# Testo della sentenza

============================================================

Sentenza Sentenza Cassazione Civile n. 7867 del 28/03/2017

Cassazione civile, sez. III, 28/03/2017, (ud. 12/10/2016, dep.28/03/2017),  n. 7867

LA CORTE SUPREMA DI CASSAZIONE

SEZIONE TERZA CIVILE

Composta dagli Ill.mi Sigg.ri Magistrati:

Dott. SPIRITO Angelo – Presidente –

Dott. SCARANO Luigi Alessandro – rel. Consigliere –

Dott. GRAZIOSI Chiara – Consigliere –

Dott. TATANGELO Augusto – Consigliere –

Dott. PELLECCHIA Antonella – Consigliere –

ha pronunciato la seguente:

SENTENZA

sul ricorso 21379-2013 proposto da:

F.R., (OMISSIS), domiciliata in ROMA, VIA CALABRIA 56,

presso lo studio dell’avvocato LUCA PELLICELLI che la rappresenta e

difende giusta procura in calce al ricorso;

– ricorrente –

contro

G.F., G.P., elettivamente domiciliati in ROMA, VIA

BOEZIO 92, presso lo studio dell’avvocato ANDREA PETRILLO, che li

rappresenta e difende giusta procura a margine del controricorso;

– controricorrenti –

e contro

G.L.;

– intimata –

avverso la sentenza n. 3316/2012 della CORTE D’APPELLO di ROMA,

depositata il 21/06/2012;

udita la relazione della causa svolta nella pubblica udienza del

12/10/2016 dal Consigliere Dott. LUIGI ALESSANDRO SCARANO;

udito il P.M. in persona del Sostituto Procuratore Generale Dott.

BASILE Tommaso, che ha concluso per l’inammissibilità, in subordine

rigetto.

============================================================

# Voci fornite
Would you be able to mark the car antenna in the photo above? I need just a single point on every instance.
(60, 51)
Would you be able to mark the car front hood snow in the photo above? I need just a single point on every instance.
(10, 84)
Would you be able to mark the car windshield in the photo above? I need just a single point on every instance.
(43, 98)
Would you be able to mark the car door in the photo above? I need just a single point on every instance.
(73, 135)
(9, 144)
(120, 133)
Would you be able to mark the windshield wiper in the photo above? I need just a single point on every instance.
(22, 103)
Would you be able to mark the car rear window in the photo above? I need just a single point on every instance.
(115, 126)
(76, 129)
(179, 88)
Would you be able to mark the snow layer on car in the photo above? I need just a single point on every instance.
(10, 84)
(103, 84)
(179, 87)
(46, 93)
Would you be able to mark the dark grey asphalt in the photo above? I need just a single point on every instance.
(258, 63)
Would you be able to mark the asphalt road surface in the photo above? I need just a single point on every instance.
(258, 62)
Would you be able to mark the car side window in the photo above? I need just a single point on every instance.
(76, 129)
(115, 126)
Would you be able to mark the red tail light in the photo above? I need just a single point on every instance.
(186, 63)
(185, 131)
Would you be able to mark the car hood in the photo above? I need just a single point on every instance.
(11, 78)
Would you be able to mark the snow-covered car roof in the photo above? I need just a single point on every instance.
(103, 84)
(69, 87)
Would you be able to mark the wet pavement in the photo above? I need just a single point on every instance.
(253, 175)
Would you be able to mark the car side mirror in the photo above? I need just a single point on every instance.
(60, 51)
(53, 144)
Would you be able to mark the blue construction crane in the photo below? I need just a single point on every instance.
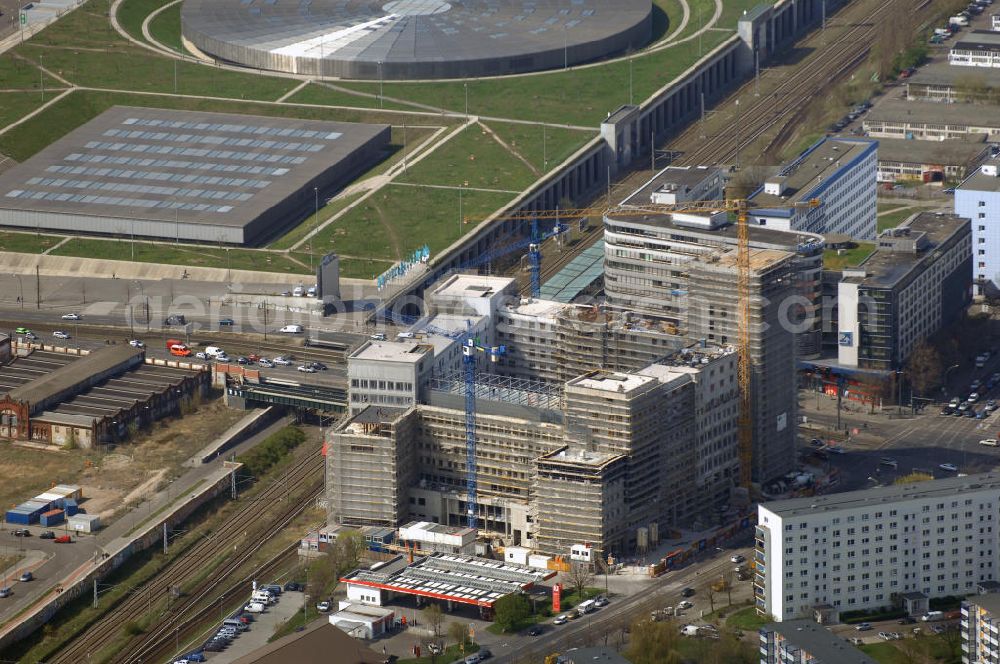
(471, 347)
(469, 358)
(533, 244)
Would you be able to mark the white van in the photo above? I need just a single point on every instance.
(235, 623)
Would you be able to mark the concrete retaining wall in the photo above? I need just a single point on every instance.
(254, 421)
(665, 113)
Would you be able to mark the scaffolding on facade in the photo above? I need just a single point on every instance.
(507, 389)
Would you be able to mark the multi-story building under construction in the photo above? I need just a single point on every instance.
(625, 453)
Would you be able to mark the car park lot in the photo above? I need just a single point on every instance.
(260, 627)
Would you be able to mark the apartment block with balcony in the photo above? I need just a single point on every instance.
(980, 629)
(868, 549)
(805, 642)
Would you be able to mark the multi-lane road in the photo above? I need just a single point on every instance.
(606, 623)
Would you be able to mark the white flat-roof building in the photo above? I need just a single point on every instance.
(679, 184)
(474, 294)
(979, 48)
(388, 373)
(861, 549)
(978, 199)
(438, 537)
(839, 173)
(362, 621)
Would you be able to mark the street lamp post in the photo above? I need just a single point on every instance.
(312, 238)
(944, 388)
(20, 289)
(899, 389)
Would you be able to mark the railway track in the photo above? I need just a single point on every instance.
(803, 83)
(164, 644)
(244, 532)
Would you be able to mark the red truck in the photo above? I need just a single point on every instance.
(177, 347)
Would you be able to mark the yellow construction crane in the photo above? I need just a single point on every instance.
(738, 206)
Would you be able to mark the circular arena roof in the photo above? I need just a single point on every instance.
(414, 39)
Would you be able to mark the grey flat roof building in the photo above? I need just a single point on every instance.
(920, 112)
(930, 152)
(804, 641)
(181, 175)
(414, 39)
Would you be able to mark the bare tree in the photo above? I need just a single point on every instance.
(580, 576)
(435, 618)
(458, 633)
(924, 368)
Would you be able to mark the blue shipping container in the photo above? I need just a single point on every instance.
(35, 507)
(20, 518)
(52, 518)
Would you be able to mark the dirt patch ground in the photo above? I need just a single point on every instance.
(108, 479)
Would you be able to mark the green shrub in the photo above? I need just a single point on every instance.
(272, 450)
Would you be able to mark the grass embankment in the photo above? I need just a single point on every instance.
(130, 579)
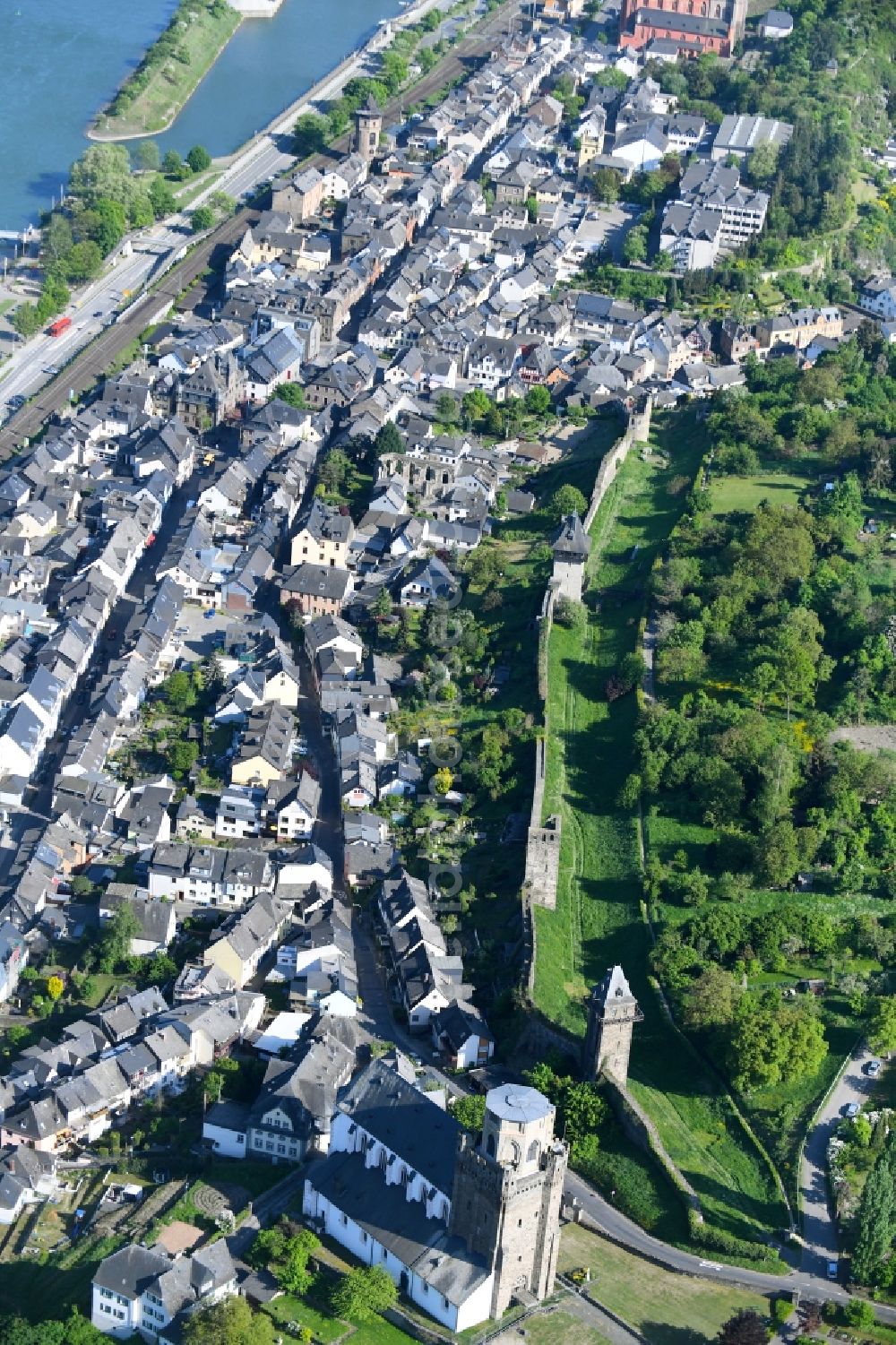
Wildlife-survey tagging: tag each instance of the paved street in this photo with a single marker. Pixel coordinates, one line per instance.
(820, 1229)
(158, 250)
(622, 1229)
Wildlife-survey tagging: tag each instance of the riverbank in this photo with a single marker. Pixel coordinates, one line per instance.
(153, 96)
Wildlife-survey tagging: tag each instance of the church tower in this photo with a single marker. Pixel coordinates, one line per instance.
(506, 1196)
(612, 1013)
(367, 126)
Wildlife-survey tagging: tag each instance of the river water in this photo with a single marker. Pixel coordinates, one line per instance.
(61, 59)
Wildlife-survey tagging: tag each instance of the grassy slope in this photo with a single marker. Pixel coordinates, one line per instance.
(172, 82)
(598, 918)
(665, 834)
(668, 1309)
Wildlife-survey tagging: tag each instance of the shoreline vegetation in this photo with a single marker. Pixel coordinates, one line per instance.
(152, 97)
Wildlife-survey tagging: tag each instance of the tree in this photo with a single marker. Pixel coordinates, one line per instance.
(635, 245)
(388, 440)
(447, 410)
(364, 1293)
(475, 404)
(538, 401)
(334, 470)
(145, 156)
(876, 1220)
(102, 171)
(778, 854)
(627, 674)
(202, 218)
(83, 263)
(182, 756)
(179, 692)
(56, 238)
(566, 499)
(860, 1315)
(310, 134)
(882, 1030)
(199, 159)
(26, 320)
(292, 394)
(229, 1323)
(470, 1111)
(582, 1111)
(112, 225)
(745, 1328)
(763, 163)
(604, 185)
(172, 164)
(712, 998)
(161, 198)
(115, 944)
(294, 1274)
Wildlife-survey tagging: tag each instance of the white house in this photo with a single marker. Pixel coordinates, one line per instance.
(879, 296)
(145, 1291)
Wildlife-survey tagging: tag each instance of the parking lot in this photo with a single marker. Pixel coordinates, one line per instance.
(199, 634)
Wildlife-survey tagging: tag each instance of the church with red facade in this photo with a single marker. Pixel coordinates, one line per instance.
(692, 26)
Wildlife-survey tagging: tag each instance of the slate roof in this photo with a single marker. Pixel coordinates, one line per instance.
(405, 1122)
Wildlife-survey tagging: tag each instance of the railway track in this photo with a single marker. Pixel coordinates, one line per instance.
(82, 372)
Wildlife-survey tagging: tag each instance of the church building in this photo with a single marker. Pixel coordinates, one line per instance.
(694, 26)
(464, 1226)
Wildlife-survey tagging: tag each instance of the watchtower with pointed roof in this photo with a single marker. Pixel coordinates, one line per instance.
(571, 547)
(612, 1013)
(506, 1194)
(367, 126)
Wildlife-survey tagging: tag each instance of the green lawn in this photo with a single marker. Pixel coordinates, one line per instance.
(668, 1309)
(327, 1328)
(734, 494)
(598, 918)
(201, 37)
(558, 1328)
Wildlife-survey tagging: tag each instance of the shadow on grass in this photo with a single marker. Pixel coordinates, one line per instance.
(660, 1333)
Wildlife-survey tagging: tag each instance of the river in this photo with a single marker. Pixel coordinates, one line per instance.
(65, 58)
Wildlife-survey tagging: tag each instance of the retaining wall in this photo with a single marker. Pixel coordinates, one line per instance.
(641, 1130)
(542, 841)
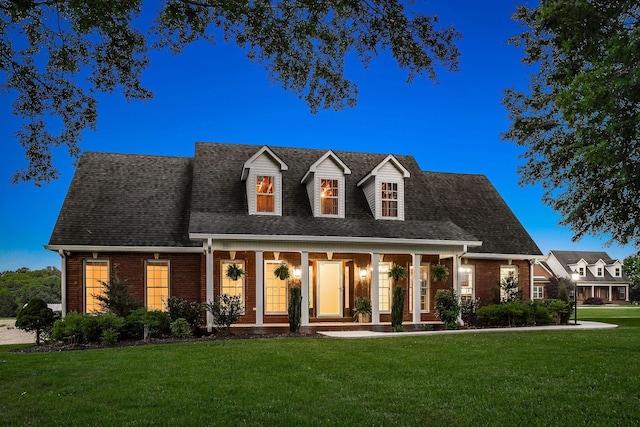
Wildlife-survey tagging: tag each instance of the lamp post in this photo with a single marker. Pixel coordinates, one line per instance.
(575, 276)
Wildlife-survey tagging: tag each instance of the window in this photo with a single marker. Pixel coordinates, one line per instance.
(424, 288)
(508, 283)
(157, 290)
(389, 199)
(265, 194)
(275, 290)
(538, 292)
(384, 288)
(466, 277)
(329, 197)
(95, 274)
(229, 286)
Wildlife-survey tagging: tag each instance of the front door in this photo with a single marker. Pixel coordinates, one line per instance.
(329, 281)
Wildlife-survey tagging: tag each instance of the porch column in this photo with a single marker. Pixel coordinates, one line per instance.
(209, 282)
(416, 288)
(375, 289)
(456, 283)
(259, 288)
(304, 267)
(63, 281)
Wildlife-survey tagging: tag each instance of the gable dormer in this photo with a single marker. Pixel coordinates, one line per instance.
(615, 268)
(597, 269)
(384, 189)
(324, 181)
(263, 176)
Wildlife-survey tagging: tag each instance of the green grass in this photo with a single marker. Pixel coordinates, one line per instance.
(517, 378)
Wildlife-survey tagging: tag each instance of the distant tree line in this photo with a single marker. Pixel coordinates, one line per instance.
(20, 286)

============================================================

# Attività da svolgere
[A] Nella sentenza della Cassazione, chi ricopre il ruolo di Presidente del collegio?
[B] Per favore, prosegui la sentenza della Cassazione a partire dall'ultima frase riportata.

# Risultati dell'esercizio
[A] Il Dott. Angelo Spirito.

[B]
Fatto

SVOLGIMENTO DEL PROCESSO

Con sentenza del 15/5/2012 la Corte d’Appello di Roma, rigettato quello in via incidentale spiegato dalla sig. F.R., in accoglimento del gravame interposto dal sig. G.F. (in proprio e quale erede della sig. L.M.) ed altri e in conseguente riforma della pronunzia Trib. Viterbo 7/11/2005 ha: a) condannato la prima a corrispondere a questi ultimi somma di denaro a titolo di valore dell’immobile acquistato con atto di compravendita del (OMISSIS) dichiarato nullo per mancata acquisizione della concessione edilizia; b) dichiarato non dovuta la restituzione della somma percepita dai venditori in parziale pagamento dell’immobile e non ancora oggetto di restituzione in esecuzione di quanto disposto nella sentenza impugnata di primo grado.

Avverso la suindicata pronunzia della corte di merito la F. propone ora ricorso per cassazione, affidato a 3 motivi.

Resistono con controricorso i sigg. F. e G.P., quali eredi della sig. L.M., e il primo anche in proprio.

Gli altri intimati non hanno svolto attività difensiva.

Diritto

MOTIVI DELLA DECISIONE

Con il 1 motivo la ricorrente denunzia “violazione e falsa applicazione” degli artt. 2033, 2037, 2038, in riferimento all’art. 360 c.p.c., comma 1, n. 3.

Si duole che la corte di merito abbia erroneamente applicato l’art. 2038 c.c., che essendo norma eccezionale derogatoria dell’art. 2033 c.c. non può essere applicata analogicamente al di là della prevista ipotesi di alienazione della cosa ricevuta indebitamente, laddove nella specie non vi è stata alienazione, tale non potendo ritenersi l’avvenuta espropriazione dell’immobile de quo.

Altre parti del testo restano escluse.